_WHAT NEEDS TO BE DONE_. Only the lines from the one containing "Locate the cardboard" through the one containing "Locate the bird's" should be printed, exactly as they appear below, with both ends included.

_GIVEN ENTRIES_.
____

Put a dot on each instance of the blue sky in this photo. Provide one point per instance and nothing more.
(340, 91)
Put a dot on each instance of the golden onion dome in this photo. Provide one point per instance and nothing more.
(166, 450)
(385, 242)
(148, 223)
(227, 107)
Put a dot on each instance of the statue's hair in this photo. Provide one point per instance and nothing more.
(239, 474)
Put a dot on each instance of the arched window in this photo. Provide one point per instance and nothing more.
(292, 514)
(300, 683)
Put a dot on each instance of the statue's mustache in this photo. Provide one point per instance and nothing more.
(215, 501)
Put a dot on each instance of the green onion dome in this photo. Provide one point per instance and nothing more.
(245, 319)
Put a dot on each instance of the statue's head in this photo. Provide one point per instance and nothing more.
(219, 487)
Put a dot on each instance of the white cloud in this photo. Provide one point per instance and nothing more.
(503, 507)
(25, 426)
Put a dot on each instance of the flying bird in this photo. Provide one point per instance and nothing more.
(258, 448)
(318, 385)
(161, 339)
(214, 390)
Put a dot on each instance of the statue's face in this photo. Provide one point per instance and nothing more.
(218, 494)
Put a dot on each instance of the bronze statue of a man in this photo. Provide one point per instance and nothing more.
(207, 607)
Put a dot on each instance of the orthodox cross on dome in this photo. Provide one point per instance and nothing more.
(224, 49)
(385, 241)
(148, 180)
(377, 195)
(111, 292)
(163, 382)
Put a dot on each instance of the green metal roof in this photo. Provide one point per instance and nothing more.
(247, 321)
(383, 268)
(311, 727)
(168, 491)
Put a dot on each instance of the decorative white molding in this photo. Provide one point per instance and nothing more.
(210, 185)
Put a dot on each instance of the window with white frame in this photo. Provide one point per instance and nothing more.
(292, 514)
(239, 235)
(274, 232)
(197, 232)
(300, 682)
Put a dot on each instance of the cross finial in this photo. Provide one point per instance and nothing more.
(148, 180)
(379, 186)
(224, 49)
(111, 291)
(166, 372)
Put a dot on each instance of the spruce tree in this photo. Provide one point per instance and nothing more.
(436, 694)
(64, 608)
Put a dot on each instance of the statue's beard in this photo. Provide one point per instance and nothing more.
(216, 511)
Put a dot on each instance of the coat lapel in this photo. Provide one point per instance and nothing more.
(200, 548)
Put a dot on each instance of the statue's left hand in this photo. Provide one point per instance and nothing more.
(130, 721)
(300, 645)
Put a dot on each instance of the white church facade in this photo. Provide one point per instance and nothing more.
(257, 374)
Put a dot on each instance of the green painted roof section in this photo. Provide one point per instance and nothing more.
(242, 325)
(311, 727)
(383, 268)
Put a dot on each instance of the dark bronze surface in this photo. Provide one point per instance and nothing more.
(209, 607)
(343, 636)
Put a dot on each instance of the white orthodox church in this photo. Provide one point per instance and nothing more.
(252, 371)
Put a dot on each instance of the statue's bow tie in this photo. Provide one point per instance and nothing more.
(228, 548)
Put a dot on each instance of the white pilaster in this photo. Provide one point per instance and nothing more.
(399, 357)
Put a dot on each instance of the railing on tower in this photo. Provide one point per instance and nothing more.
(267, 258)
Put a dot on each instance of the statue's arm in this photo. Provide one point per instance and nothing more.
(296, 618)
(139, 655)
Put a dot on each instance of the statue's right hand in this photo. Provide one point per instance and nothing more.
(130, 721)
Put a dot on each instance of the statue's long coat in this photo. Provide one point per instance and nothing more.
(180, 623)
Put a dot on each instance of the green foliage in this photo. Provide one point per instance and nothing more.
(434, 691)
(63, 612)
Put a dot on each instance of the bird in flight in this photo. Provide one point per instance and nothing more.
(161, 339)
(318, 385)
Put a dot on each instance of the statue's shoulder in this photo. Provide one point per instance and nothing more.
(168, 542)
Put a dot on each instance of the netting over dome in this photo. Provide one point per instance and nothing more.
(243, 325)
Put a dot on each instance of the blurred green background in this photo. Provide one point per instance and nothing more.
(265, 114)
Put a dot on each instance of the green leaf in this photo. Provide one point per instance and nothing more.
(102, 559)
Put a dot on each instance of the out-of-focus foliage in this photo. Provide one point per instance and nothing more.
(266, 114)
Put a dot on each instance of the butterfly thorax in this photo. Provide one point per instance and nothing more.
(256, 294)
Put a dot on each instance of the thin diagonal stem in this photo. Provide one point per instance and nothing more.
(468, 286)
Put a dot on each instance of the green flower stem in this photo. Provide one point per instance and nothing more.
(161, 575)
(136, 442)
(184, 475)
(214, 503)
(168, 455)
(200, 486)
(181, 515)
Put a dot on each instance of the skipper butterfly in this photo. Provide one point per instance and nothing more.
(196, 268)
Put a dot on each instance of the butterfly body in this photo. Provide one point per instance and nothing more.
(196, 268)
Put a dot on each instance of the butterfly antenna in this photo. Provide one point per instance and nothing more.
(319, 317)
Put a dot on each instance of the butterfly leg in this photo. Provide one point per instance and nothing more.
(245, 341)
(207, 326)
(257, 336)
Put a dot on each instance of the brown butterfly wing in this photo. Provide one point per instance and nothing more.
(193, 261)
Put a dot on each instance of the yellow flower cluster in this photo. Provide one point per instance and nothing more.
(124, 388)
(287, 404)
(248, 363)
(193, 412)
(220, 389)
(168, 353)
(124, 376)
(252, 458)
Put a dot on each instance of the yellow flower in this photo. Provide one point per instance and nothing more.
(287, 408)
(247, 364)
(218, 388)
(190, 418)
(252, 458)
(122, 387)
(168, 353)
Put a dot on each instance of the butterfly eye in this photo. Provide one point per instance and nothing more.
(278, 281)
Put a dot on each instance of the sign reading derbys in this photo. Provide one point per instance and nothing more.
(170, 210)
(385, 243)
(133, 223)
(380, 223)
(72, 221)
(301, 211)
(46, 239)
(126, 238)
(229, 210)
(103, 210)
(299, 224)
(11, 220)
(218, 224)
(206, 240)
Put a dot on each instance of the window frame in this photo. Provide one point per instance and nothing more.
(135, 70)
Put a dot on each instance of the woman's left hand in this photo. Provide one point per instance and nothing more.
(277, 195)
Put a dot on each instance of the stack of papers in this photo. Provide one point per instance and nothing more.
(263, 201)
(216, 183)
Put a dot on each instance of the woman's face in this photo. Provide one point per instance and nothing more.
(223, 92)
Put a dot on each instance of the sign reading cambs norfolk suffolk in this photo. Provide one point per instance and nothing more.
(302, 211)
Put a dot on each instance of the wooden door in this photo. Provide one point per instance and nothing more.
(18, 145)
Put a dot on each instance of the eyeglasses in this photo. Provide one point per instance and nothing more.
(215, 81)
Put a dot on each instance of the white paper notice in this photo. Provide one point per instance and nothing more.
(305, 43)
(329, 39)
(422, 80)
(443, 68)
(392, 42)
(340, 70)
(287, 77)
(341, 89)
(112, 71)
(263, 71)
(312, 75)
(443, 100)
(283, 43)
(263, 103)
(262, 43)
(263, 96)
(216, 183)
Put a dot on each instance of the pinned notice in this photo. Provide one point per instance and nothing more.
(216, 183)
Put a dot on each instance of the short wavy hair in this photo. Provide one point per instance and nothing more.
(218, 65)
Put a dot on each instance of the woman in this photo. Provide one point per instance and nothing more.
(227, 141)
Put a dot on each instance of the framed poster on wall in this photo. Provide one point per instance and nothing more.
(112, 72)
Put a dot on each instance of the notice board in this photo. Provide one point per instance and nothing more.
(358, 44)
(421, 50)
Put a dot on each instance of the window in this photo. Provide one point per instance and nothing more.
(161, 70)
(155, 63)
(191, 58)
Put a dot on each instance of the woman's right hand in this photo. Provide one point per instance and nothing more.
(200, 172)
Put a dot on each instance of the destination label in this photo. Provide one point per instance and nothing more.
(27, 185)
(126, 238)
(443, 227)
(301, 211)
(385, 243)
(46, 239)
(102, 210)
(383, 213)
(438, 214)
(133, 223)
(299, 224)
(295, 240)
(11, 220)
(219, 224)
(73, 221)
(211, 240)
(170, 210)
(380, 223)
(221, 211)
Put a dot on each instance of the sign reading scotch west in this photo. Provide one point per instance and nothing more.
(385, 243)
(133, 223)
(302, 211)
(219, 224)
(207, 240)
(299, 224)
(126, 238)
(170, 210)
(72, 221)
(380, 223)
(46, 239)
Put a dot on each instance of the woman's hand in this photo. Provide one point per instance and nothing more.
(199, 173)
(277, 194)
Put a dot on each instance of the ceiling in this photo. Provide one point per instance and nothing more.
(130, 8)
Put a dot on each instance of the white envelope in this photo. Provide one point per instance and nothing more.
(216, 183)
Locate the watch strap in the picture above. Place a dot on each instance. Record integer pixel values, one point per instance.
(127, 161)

____

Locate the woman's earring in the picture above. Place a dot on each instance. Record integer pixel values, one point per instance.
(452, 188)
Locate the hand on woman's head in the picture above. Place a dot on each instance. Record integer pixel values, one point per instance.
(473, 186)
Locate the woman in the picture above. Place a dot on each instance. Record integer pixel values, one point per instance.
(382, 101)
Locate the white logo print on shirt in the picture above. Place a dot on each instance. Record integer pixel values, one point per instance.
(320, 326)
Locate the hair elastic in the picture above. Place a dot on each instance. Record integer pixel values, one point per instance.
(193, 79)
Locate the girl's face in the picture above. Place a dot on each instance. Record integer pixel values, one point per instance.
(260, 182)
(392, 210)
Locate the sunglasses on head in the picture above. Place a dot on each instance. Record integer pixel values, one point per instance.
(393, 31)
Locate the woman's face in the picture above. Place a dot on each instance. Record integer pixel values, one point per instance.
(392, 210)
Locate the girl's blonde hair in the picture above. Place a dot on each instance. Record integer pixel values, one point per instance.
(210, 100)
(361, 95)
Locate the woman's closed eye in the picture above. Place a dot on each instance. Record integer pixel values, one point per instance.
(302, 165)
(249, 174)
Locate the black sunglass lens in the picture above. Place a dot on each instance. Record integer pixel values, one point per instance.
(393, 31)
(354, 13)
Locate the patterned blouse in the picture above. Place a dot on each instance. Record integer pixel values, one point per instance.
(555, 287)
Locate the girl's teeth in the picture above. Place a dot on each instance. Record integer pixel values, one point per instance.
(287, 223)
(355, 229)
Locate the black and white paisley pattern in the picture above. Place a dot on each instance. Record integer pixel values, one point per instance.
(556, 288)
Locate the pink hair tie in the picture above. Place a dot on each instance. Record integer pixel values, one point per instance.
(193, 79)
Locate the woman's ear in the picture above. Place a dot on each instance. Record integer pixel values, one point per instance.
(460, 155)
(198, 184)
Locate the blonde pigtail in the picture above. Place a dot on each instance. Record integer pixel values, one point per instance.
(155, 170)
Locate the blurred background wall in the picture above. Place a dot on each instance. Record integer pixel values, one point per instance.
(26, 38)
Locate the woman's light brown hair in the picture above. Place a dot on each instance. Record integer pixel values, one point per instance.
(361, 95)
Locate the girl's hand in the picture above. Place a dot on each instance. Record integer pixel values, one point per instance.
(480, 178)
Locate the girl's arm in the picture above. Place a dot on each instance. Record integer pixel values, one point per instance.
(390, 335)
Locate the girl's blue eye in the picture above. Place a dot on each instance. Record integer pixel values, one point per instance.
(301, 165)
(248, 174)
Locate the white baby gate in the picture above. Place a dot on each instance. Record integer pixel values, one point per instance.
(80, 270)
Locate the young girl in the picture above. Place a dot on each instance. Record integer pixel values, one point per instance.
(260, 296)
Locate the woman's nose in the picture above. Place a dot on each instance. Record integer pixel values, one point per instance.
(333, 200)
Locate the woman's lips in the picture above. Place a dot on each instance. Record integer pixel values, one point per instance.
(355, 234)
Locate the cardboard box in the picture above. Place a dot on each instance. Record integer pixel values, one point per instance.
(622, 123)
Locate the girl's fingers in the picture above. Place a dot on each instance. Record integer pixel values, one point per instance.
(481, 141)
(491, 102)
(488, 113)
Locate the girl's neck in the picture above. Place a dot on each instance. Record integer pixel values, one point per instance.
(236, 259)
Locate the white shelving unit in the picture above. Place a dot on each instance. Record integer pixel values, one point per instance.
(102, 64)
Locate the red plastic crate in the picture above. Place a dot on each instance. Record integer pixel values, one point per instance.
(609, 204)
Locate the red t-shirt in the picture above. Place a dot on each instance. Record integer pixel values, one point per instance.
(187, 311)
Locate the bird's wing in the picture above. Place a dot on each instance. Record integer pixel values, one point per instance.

____

_RESPONSE AREA_.
Locate the cardboard box in the picture above. Place a dot on each instance. Record integer pixel values, one point per instance.
(622, 123)
Locate the girl's fingers in the picture above. Place a dot on each instance. Record integer pixel values, one point per instance.
(481, 141)
(491, 102)
(488, 113)
Locate the girl's neck in the picture above. Place a dot on each instance. Record integer pixel values, one point per instance.
(236, 259)
Locate the white shelving unit in the picture above. Place a dot on each instance. Record integer pixel values, one point per instance.
(102, 64)
Locate the red plastic crate in the picture above. Place a dot on each instance. Record integer pixel values, one point per instance.
(609, 204)
Locate the red t-shirt in the picture above. Place a dot on each instance. Record integer pixel values, one point per instance.
(187, 311)
Locate the bird's wing in the picture above. Place a dot on each instance. Record integer pixel values, one point per instance.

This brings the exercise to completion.